▸ **What you will do**: Please write out, exactly as they appear, the line containing "For this drill the class indicates the paddle" and every line after it to the end of the records, and nothing more.

(Supplied records begins)

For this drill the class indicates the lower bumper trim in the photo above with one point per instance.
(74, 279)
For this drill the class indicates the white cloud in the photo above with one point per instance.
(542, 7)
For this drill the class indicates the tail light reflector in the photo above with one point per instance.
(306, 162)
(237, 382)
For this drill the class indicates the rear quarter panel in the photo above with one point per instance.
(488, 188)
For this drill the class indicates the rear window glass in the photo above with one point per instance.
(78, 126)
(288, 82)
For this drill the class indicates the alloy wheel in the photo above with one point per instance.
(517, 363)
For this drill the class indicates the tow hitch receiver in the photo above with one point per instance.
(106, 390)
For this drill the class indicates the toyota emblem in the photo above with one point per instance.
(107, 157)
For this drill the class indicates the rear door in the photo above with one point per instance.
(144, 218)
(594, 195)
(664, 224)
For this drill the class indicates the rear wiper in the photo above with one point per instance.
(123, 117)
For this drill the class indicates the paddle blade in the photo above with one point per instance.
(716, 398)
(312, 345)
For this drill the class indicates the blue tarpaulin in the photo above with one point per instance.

(Supplied records ends)

▸ **Task solution**:
For this drill the class indicates the paddle blade in the photo above with one point per instance.
(716, 398)
(312, 345)
For this drill the class indicates the blue tarpaulin in the photo above with one point per instance.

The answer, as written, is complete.